Exercise:
Repeat the entire listing exactly as written.

Material to process:
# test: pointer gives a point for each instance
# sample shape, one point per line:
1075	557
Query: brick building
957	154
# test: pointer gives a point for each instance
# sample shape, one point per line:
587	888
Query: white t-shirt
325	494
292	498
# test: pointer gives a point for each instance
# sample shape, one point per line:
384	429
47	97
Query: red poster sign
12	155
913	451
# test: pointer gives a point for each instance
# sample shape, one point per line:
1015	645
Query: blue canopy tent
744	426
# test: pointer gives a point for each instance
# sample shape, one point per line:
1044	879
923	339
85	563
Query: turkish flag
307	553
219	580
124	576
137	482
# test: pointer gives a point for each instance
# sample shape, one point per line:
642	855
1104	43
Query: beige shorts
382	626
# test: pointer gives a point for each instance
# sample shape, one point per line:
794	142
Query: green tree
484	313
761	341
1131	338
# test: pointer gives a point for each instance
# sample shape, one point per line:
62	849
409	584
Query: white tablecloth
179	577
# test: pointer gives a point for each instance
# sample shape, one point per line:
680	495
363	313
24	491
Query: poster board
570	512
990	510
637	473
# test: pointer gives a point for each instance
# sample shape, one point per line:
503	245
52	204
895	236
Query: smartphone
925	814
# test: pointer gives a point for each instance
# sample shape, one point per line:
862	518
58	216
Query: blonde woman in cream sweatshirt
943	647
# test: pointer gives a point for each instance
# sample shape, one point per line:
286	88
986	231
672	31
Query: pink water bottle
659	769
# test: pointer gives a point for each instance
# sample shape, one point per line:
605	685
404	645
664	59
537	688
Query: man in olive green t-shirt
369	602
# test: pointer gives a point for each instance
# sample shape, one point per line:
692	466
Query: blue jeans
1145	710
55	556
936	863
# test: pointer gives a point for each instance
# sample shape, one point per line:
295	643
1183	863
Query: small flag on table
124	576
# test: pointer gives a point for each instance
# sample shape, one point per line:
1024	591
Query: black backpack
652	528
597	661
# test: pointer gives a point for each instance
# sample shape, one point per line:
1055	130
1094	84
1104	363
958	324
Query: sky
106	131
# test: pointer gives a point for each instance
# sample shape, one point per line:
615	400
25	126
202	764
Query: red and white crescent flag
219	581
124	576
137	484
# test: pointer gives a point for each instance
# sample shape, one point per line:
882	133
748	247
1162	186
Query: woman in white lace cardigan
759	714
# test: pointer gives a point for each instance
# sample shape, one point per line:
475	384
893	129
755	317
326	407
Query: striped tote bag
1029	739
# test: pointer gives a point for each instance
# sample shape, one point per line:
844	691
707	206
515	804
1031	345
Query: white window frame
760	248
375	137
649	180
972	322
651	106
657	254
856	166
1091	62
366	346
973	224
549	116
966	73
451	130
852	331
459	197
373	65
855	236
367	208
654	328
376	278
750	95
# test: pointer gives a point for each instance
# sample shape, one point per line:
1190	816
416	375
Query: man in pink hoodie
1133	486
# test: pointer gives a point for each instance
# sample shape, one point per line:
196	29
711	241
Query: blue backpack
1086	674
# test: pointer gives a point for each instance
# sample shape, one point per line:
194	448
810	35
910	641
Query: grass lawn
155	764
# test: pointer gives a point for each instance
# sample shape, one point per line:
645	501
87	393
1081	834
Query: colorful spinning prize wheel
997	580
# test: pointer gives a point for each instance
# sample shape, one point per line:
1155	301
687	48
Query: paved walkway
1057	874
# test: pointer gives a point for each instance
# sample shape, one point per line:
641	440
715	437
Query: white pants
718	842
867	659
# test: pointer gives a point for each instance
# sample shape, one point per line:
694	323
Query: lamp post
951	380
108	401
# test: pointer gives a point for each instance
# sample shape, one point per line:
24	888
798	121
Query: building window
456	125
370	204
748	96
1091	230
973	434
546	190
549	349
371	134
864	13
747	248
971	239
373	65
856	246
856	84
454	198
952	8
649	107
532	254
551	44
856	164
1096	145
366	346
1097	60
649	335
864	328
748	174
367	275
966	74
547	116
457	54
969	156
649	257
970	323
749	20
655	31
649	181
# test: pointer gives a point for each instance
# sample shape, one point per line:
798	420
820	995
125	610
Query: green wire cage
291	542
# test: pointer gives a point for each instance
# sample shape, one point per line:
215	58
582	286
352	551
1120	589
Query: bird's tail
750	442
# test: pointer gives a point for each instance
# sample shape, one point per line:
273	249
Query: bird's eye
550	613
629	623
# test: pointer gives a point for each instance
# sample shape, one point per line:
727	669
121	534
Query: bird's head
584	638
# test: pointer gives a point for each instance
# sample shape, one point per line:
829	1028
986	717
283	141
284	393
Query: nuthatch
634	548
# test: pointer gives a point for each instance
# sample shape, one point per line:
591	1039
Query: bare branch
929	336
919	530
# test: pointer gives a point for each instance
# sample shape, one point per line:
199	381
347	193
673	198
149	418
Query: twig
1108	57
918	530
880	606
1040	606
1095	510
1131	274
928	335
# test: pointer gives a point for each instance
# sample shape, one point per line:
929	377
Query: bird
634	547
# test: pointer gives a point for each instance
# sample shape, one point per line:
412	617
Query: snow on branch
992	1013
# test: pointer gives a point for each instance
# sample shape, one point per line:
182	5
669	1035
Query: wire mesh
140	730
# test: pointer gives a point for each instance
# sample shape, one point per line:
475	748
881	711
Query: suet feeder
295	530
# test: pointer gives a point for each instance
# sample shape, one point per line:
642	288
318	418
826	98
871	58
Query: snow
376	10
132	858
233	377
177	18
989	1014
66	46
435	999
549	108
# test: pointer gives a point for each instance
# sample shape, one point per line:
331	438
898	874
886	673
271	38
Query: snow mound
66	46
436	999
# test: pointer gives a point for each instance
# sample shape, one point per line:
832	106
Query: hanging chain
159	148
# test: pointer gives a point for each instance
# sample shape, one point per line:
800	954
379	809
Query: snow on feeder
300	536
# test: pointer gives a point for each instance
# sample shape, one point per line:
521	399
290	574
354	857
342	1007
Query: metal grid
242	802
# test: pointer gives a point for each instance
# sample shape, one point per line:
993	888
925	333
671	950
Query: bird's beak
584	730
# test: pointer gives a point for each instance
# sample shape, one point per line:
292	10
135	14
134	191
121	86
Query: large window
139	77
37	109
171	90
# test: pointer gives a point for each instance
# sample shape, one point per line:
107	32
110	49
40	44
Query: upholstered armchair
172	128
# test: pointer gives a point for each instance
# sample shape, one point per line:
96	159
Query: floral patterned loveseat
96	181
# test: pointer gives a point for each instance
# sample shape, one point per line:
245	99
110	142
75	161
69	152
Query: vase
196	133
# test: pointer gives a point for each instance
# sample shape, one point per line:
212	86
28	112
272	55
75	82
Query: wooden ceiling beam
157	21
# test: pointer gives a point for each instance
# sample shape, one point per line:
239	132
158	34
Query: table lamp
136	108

Solution for this problem:
# test: pointer gives a point for each instance
# sample shape, one point per line:
1075	557
Query: brick building
957	154
# test: pointer gives a point for each instance
# sample shape, one point per line:
587	888
Query: white t-shirt
325	494
292	498
# test: pointer gives a point for each instance
# sample shape, one point per line:
384	429
47	97
Query: red poster sign
12	155
913	451
# test: pointer gives a point for each instance
# sample shape, one point per line:
1015	645
Query: blue canopy tent
744	426
# test: pointer gives a point for each instance
# sample shape, one point per line:
1044	879
923	339
85	563
Query: turkish flag
307	553
219	580
124	576
137	482
# test: pointer gives a point for each instance
# sample shape, one point per line:
642	855
1104	43
Query: beige shorts
382	626
# test: pointer gives a point for each instance
# sample shape, one point per line:
794	142
Query: green tree
484	313
761	341
1131	338
# test: pointer gives a point for each instance
# sample shape, one point per line:
62	849
409	584
Query: white tablecloth
179	577
# test: pointer gives a point for each instance
# sample shape, one point per line:
680	495
363	313
24	491
Query: poster board
570	512
990	510
637	473
# test: pointer gives a point for each instance
# sample shape, one point per line:
503	245
52	204
895	236
Query: smartphone
925	814
# test: pointer gives a point for each instance
# sample shape, one point per line:
862	518
58	216
Query: blonde woman in cream sweatshirt
943	647
# test: pointer gives a point for each instance
# sample shape, one point per line:
286	88
986	231
672	31
Query: pink water bottle
659	769
# test: pointer gives a point for each instance
# sample shape, one point per line:
605	685
404	645
664	59
537	688
Query: man in olive green t-shirt
369	602
# test: pointer gives a point for each instance
# sample shape, one point per line:
692	466
Query: blue jeans
1145	710
55	556
936	863
# test: pointer gives a point for each instance
# sample shape, one point per line:
295	643
1183	863
Query: small flag on table
124	576
# test: pointer gives a point for each instance
# sample shape, one point per line:
1024	591
Query: black backpack
652	528
597	661
# test: pointer gives a point for each instance
# sample shape, one point per line:
1055	130
1094	84
1104	363
958	324
Query: sky
106	131
# test: pointer gives a point for each instance
# sample shape, one point per line:
615	400
25	126
202	764
Query: red and white crescent flag
219	581
124	576
137	484
# test: pointer gives a point for each instance
# sample shape, one point per line:
882	133
748	247
1162	186
Query: woman in white lace cardigan
759	714
# test: pointer gives a point for each instance
# sample shape, one point per line:
475	384
893	129
755	317
326	407
Query: striped tote bag
1029	739
# test: pointer gives a point for each instance
# sample shape, one point per line:
844	691
707	206
515	804
1031	345
Query: white window frame
760	248
375	137
649	180
972	322
651	106
657	254
856	166
1091	62
366	346
973	224
549	116
966	73
451	130
852	331
459	197
373	65
855	236
367	208
654	328
376	278
750	95
# test: pointer gives a point for each instance
# sample shape, one point per line:
1190	816
416	375
Query: man in pink hoodie
1133	486
# test: pointer gives a point for each instance
# sample shape, one point per line:
196	29
711	241
Query: blue backpack
1086	674
# test: pointer gives a point for each instance
# sample shape, one point per line:
194	448
810	35
910	641
Query: grass lawn
155	764
# test: pointer gives a point for each instance
# sample shape, one point per line:
645	501
87	393
1081	834
Query: colorful spinning prize wheel
997	580
# test: pointer gives a point for each instance
# sample shape, one point per line:
1155	301
687	48
Query: paved walkway
1057	874
# test: pointer gives a point for each instance
# sample shape, one point per line:
641	440
715	437
Query: white pants
718	842
867	659
# test: pointer gives a point for each instance
# sample shape, one point per line:
694	323
Query: lamp post
951	380
108	401
# test: pointer gives a point for each instance
# sample shape, one point per line:
24	888
798	121
Query: building window
456	125
370	204
748	96
1091	230
973	434
546	190
549	349
371	134
864	13
747	248
971	239
373	65
856	246
856	84
454	198
952	8
649	107
532	254
551	44
856	164
1096	145
366	346
1097	60
649	335
864	328
748	174
367	275
966	74
547	116
457	54
969	156
649	257
970	323
749	20
655	31
649	181
# test: pointer gives a point for each instance
# sample shape, one point per line:
798	420
820	995
125	610
Query: green wire cage
291	542
# test: pointer gives a point for each instance
# sample shape, one point per line:
215	58
582	286
352	551
1120	589
Query: bird's tail
750	442
# test: pointer gives a point for each instance
# sample shape, one point per line:
273	249
Query: bird's eye
550	613
629	623
# test: pointer gives a point for each instance
# sample shape, one point per line:
727	669
121	534
Query: bird's head
584	638
# test: pointer gives a point for each instance
# sample shape, one point per line:
829	1028
986	717
283	141
284	393
Query: nuthatch
634	548
# test: pointer gives a point for each instance
# sample shape, one point per line:
591	1039
Query: bare branch
929	336
919	530
# test: pointer gives a point for each instance
# sample shape, one point per line:
199	381
347	193
673	198
149	418
Query: twig
1108	57
918	530
880	606
1040	606
1095	510
1131	274
928	335
# test: pointer gives a point for each instance
# sample shape, one point per line:
929	377
Query: bird
634	547
# test: pointer gives a point for each instance
# sample shape, one point per line:
412	617
Query: snow on branch
992	1013
# test: pointer gives a point for each instance
# sample shape, one point per line:
182	5
669	1035
Query: wire mesh
140	730
# test: pointer gives a point for each instance
# sample shape, one point per line:
475	748
881	711
Query: suet feeder
295	530
# test: pointer gives a point for each instance
# sample shape, one point per line:
642	288
318	418
826	98
871	58
Query: snow
376	10
132	858
233	377
177	18
989	1014
66	46
435	999
549	108
# test: pointer gives a point for each instance
# sample shape, one point per line:
331	438
898	874
886	673
271	38
Query: snow mound
66	46
436	999
# test: pointer gives a point for each instance
# sample shape, one point per line:
832	106
Query: hanging chain
159	148
# test: pointer gives a point for each instance
# sample shape, one point per line:
800	954
379	809
Query: snow on feeder
300	536
# test: pointer gives a point for each instance
# sample shape, one point per line:
521	399
290	574
354	857
342	1007
Query: metal grid
242	802
# test: pointer gives a point for each instance
# sample shape, one point per line:
993	888
925	333
671	950
Query: bird's beak
584	730
# test: pointer gives a point for each instance
# sample shape, one point per line:
292	10
135	14
134	191
121	86
Query: large window
139	77
37	109
171	90
# test: pointer gives a point for each instance
# sample shape, one point per line:
107	32
110	49
40	44
Query: upholstered armchair
172	128
# test: pointer gives a point for each instance
# sample shape, one point per line:
96	159
Query: floral patterned loveseat
96	181
# test: pointer gives a point for each instance
# sample shape, one point per line:
245	99
110	142
75	161
69	152
Query: vase
196	133
# test: pointer gives a point for each instance
# sample shape, one point per line:
212	86
28	112
272	55
75	82
Query: wooden ceiling beam
157	21
# test: pointer gives a point for each instance
# sample shape, one point per line:
239	132
158	34
Query: table lamp
136	108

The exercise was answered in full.